Exercise requirements: Below are the records; give again exactly the line with "Point to the man wearing", the line with "# expected shape, e.g. point(49, 167)", and each line that lies between them, and nothing besides.
□ □ □
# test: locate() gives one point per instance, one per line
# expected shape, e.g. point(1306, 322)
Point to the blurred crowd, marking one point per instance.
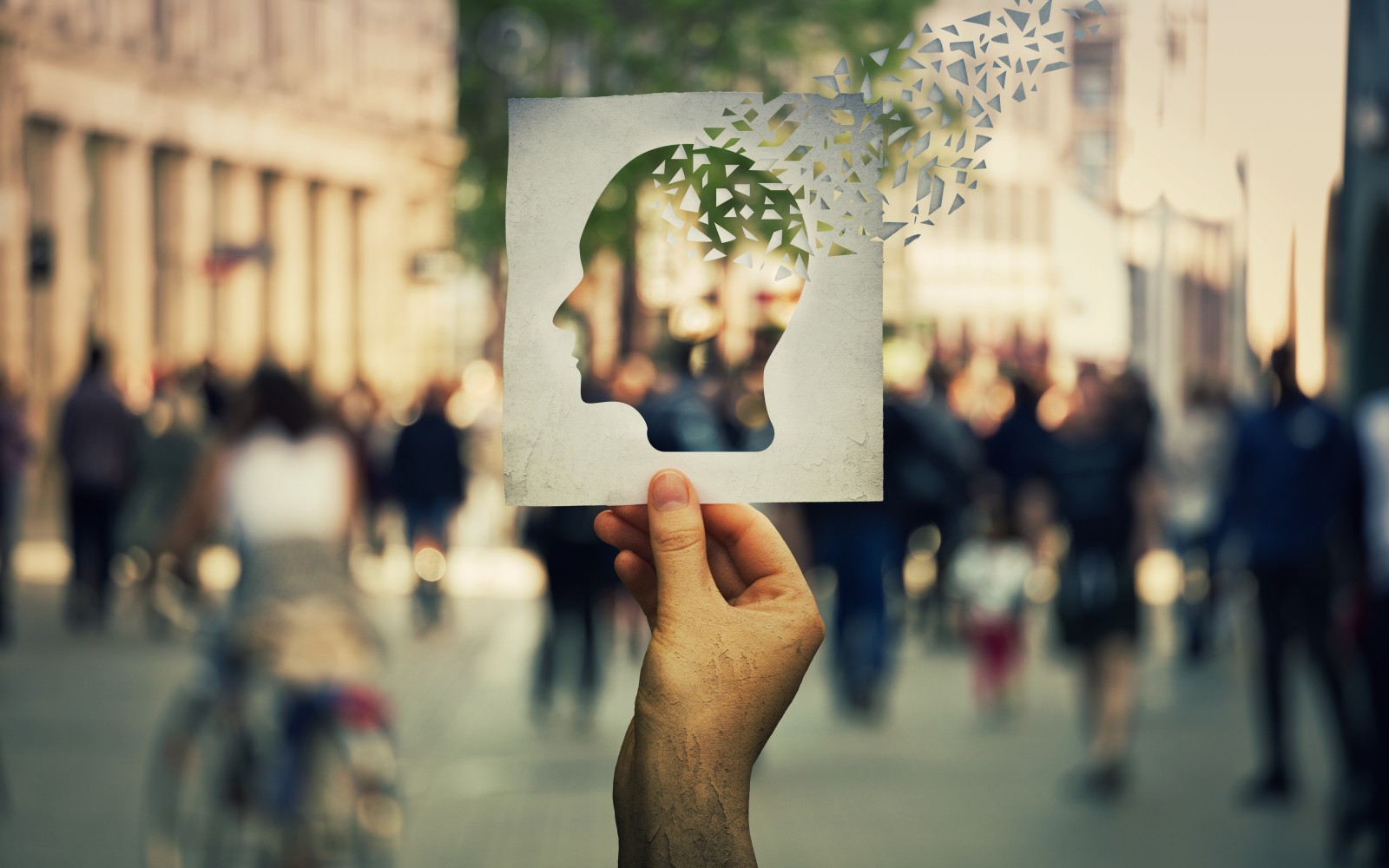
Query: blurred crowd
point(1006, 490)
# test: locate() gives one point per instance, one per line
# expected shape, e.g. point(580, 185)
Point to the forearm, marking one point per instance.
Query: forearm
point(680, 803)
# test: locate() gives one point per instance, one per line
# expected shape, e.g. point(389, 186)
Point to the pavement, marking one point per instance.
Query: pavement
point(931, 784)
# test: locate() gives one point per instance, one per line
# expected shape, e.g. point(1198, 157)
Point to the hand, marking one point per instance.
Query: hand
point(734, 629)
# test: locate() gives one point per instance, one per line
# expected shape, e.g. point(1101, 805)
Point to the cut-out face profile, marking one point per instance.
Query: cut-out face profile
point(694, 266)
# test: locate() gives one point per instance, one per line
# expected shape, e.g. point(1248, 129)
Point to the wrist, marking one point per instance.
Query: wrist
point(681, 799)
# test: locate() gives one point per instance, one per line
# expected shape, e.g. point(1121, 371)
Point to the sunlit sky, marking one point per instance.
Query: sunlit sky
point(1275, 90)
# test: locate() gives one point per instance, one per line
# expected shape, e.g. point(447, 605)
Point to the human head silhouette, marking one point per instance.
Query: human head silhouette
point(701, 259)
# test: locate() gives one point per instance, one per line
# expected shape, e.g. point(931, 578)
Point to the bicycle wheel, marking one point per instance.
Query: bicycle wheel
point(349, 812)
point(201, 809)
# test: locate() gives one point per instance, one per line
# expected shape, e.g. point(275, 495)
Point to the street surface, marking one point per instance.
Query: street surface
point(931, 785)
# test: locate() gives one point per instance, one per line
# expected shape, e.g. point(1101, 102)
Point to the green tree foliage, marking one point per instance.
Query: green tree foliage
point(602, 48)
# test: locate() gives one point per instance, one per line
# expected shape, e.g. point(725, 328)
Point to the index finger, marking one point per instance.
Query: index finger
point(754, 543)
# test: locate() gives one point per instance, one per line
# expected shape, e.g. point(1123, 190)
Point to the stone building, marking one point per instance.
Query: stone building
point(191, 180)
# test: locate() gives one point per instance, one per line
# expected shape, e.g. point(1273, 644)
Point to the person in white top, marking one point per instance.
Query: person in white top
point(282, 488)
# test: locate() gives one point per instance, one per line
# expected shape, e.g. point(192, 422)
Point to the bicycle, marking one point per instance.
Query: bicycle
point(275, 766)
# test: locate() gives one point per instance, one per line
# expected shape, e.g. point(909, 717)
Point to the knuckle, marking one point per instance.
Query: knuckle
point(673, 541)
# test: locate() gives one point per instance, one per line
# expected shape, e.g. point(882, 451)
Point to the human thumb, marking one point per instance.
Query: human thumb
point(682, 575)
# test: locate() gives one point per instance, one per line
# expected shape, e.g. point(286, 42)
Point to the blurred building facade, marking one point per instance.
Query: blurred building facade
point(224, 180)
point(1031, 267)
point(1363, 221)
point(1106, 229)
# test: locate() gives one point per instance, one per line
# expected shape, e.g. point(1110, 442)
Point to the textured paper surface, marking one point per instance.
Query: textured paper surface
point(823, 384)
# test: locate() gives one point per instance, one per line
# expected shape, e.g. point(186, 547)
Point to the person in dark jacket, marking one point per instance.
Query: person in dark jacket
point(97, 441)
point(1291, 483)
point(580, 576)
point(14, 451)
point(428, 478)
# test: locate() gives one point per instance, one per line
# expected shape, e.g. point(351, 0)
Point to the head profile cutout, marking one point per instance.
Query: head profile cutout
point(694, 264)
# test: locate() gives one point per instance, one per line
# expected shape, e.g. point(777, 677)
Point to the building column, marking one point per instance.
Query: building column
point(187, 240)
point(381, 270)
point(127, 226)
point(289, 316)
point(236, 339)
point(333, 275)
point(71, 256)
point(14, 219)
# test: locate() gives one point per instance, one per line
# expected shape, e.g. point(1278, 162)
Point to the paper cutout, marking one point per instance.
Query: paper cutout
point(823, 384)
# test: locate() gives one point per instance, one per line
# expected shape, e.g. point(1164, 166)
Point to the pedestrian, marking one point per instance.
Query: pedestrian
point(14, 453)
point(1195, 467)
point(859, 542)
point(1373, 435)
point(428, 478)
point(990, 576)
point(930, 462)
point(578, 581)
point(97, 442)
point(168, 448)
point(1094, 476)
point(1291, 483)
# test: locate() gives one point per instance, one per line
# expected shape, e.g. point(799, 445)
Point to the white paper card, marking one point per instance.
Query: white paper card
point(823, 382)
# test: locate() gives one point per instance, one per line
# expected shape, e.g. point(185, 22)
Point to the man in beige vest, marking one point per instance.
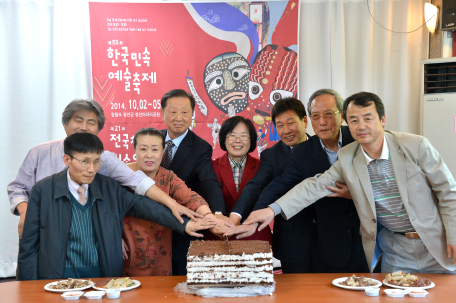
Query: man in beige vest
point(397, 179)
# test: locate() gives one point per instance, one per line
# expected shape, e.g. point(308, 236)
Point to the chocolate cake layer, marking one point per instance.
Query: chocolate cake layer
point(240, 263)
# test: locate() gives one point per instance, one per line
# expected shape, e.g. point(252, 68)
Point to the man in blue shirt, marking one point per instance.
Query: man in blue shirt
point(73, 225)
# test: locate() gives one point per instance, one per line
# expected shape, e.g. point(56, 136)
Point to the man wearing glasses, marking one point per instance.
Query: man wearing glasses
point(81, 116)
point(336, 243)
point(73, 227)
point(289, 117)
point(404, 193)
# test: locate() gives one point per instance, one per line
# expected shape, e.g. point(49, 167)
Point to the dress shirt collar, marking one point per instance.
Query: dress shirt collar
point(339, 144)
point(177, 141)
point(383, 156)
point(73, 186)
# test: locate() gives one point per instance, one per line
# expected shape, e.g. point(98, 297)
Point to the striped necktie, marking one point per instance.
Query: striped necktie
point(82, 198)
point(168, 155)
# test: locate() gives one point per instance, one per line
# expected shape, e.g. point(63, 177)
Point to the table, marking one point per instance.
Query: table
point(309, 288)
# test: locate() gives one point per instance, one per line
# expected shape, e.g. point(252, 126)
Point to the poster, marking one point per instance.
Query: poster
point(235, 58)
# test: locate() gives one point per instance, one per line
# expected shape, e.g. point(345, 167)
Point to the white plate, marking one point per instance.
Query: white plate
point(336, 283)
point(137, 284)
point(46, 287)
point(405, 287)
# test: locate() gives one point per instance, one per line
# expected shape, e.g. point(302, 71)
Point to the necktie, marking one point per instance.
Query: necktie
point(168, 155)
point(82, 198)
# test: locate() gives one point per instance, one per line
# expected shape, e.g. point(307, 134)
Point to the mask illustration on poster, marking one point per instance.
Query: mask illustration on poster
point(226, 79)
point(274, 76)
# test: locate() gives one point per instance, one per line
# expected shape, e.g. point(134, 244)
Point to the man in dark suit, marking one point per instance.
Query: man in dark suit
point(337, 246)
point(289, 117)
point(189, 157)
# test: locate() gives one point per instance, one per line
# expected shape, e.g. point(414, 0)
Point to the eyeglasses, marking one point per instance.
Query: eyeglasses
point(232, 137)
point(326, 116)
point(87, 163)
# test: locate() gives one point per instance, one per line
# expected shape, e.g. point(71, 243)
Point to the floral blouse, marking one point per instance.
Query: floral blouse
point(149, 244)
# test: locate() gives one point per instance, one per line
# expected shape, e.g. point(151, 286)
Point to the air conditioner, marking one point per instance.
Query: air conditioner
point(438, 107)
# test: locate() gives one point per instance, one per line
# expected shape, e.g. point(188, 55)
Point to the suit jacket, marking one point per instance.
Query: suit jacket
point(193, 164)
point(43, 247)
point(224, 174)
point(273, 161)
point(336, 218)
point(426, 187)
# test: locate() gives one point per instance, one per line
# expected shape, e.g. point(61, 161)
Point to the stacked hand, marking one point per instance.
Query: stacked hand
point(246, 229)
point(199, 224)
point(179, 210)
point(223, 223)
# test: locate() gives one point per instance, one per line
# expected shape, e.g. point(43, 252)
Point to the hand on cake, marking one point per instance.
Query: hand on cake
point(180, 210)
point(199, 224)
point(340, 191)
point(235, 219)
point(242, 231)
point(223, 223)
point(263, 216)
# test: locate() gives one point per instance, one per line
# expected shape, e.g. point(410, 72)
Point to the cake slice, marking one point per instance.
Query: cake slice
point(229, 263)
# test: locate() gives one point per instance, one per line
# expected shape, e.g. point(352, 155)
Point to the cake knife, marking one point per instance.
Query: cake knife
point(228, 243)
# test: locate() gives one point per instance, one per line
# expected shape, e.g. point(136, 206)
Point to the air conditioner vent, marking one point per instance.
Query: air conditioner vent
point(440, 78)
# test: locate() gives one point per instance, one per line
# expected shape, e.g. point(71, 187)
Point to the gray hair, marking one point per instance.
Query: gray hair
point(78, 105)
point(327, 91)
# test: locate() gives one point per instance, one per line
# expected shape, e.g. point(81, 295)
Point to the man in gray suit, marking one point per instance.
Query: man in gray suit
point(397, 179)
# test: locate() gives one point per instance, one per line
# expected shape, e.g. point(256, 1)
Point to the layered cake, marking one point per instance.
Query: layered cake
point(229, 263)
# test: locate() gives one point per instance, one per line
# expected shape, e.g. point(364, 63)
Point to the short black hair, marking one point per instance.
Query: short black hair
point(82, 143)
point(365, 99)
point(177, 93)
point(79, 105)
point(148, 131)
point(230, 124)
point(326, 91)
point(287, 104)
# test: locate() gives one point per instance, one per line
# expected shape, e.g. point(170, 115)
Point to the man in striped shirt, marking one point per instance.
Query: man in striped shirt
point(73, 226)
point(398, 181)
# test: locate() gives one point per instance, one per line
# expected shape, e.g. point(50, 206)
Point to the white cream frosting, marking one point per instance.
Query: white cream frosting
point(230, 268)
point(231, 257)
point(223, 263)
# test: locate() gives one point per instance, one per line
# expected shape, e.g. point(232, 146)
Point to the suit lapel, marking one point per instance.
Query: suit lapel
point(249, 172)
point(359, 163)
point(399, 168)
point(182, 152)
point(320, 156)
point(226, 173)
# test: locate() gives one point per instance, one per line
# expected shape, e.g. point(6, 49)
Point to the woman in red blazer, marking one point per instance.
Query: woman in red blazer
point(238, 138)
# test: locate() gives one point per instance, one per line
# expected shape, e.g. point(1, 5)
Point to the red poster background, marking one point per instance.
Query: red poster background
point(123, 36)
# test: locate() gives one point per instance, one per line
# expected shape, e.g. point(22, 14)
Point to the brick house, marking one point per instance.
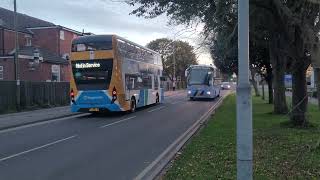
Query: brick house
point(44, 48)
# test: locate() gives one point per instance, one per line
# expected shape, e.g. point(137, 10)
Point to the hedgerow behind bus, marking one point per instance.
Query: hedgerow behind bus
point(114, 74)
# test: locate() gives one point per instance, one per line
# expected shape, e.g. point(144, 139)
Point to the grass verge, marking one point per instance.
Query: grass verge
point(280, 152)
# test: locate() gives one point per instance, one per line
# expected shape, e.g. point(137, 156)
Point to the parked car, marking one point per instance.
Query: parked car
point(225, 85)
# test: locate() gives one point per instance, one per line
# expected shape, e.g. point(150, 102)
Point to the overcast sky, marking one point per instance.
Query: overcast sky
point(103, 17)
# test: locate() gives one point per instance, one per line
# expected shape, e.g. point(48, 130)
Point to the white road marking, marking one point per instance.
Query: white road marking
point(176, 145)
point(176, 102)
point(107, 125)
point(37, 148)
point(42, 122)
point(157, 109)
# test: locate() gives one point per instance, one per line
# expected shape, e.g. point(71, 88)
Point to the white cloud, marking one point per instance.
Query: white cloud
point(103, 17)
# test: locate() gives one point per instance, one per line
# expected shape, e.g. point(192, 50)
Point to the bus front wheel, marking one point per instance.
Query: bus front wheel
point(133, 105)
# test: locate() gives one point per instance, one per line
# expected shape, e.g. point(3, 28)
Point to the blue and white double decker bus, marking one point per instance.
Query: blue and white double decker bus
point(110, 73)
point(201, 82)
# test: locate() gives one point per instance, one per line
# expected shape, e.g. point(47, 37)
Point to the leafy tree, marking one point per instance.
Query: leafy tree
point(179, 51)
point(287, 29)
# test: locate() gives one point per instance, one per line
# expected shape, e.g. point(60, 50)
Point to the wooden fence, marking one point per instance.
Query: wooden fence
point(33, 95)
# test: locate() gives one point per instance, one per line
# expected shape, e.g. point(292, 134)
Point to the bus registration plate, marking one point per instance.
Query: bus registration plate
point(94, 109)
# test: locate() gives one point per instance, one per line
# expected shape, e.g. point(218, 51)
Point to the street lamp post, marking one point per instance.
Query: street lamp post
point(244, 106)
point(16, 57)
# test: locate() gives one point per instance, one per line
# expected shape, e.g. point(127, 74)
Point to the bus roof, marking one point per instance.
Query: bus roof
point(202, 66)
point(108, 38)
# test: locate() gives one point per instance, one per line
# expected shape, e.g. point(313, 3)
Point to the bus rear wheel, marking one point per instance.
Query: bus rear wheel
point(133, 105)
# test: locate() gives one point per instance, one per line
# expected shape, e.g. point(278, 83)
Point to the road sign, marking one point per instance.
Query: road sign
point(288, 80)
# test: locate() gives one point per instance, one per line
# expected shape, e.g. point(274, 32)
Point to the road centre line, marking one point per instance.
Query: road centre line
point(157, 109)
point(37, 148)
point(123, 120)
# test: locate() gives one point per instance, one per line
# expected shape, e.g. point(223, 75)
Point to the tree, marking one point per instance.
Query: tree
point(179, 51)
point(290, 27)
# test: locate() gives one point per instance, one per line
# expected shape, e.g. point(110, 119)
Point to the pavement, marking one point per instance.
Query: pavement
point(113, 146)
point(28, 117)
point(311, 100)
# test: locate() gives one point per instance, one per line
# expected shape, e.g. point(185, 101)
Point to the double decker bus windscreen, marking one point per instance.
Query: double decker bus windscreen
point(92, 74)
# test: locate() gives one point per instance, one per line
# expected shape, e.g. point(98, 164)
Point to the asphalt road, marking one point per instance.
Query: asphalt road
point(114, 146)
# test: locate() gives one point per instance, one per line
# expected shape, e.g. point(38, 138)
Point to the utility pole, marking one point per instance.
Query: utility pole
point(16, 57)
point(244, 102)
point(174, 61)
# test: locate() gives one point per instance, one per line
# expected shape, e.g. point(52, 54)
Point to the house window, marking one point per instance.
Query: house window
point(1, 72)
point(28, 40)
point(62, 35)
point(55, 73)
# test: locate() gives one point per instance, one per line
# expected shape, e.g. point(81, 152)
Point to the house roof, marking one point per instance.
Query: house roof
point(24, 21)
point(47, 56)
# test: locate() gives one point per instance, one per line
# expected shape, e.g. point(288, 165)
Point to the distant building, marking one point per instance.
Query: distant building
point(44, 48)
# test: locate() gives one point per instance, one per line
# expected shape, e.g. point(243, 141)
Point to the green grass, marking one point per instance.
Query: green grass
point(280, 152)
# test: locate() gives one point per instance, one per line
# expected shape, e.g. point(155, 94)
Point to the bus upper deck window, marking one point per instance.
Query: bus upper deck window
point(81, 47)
□ □ □
Result:
Point to the man wearing glasses, marking one point per instance.
Query: man wearing glasses
point(81, 116)
point(336, 243)
point(73, 227)
point(289, 117)
point(404, 193)
# test: locate() gives one point per instance, one per line
# expected shape, e.g. point(49, 167)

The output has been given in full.